Start of READING TEXT
Claude Opus 4.8: sharper judgment, more honesty, longer autonomy

May 28, 2026 5 min read Singrey

Anthropic shipped Claude Opus 4.8 today: four times less likely to miss flaws in its own code, more honest, and able to work autonomously for longer.

Source verified

Anthropic released Claude Opus 4.8 today, May 28, 2026 — less than two months after the previous version. The one-line summary: it isn't faster, it's more honest. It tells you what it did and where it got stuck instead of papering over it.

What was announced

Anthropic framed Opus 4.8 around "sharper judgment, more honesty about its progress, and the ability to work independently for longer than its predecessors." The most concrete claim is on the coding side: the model is four times less likely than Opus 4.7 to let flaws slip through in the code it produces. Early testers also report it flags uncertainty more often and avoids unsupported claims.

Pricing is unchanged: $5 per million input tokens and $25 per million output tokens at standard rates. It's available via the `claude-opus-4-8` API, plus Amazon Bedrock and Vertex AI, with a 1M-token context window by default.

What changed

Three things stand out against the previous version.

First, effort control: on claude.ai and Cowork you now choose how much "thinking" Claude spends on a response, from Low to Max. Opus 4.8 defaults to high effort — you tune the balance between speed and quality yourself.

Second, Dynamic Workflows (in research preview): Claude writes orchestration scripts that spin up tens to hundreds of parallel subagents in one session, attacks the problem from independent angles, even deploys adversarial agents to refute its own findings, and iterates until answers converge. For now it's limited to the Enterprise/Team/Max tiers of Claude Code.

Third, fast mode: it runs at 2.5× speed. That ties directly into the point I made when I wrote about how token-based pricing is shifting — speed is now its own line item.
End of READING TEXT
### THINGS TO DO:
[1] Answer these questions from the article on Claude Opus 4.8.
(a) What are the standard rates for input and output tokens?
(b) At what speed does fast mode run?
(c) To which tiers of Claude Code is Dynamic Workflows limited for now?
[2] Render this sentence from the article on Claude Opus 4.8 in Spanish: "Pricing is unchanged: $5 per million input tokens and $25 per million output tokens at standard rates."
[3] Duplicate part of the article on Claude Opus 4.8. Begin at the words "What was announced" and stop after "avoids unsupported claims.".
Start of DATA EXCERPTS
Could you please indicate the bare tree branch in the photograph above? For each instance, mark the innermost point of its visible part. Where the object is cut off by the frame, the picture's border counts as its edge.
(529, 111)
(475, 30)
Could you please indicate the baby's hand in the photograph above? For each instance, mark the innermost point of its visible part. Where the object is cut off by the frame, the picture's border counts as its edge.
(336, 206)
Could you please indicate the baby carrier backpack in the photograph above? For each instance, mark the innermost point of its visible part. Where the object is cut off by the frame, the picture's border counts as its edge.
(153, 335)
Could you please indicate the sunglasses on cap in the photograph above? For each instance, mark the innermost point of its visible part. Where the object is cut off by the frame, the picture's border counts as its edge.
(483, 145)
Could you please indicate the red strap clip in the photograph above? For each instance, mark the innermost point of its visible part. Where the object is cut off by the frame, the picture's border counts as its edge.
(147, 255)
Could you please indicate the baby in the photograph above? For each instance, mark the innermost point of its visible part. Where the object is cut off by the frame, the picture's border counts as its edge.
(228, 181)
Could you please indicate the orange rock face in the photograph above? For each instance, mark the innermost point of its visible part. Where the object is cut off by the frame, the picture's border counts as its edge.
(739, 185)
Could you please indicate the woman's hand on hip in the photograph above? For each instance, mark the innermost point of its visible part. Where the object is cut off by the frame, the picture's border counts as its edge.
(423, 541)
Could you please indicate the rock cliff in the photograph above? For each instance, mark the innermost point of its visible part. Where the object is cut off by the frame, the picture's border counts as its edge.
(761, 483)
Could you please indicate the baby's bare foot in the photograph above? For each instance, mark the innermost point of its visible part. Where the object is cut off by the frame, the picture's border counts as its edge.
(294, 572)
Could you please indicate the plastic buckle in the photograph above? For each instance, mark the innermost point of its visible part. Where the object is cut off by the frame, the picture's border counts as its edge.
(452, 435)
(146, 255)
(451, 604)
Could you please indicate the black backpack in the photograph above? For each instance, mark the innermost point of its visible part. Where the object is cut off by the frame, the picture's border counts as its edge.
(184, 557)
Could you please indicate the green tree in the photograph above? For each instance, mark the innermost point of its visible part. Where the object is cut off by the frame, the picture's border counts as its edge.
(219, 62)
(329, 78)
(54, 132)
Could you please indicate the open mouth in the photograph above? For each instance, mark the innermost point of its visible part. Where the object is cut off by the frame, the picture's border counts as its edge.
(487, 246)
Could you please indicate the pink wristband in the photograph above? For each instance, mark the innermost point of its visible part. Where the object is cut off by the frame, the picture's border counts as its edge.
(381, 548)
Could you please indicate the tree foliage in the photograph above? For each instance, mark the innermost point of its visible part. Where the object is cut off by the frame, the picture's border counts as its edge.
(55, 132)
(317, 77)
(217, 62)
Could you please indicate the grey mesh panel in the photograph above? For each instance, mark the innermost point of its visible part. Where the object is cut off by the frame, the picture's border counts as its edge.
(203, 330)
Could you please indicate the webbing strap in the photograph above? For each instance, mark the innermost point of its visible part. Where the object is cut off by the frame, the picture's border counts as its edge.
End of DATA EXCERPTS
### EXPECTED RESPONSES:
[1]
(a) $5 per million input tokens and $25 per million output tokens.
(b) 2.5× speed.
(c) The Enterprise, Team and Max tiers.

[2] El precio no cambia: 5 dólares por millón de tokens de entrada y 25 dólares por millón de tokens de salida con las tarifas estándar.

[3]
What was announced

Anthropic framed Opus 4.8 around "sharper judgment, more honesty about its progress, and the ability to work independently for longer than its predecessors." The most concrete claim is on the coding side: the model is four times less likely than Opus 4.7 to let flaws slip through in the code it produces. Early testers also report it flags uncertainty more often and avoids unsupported claims.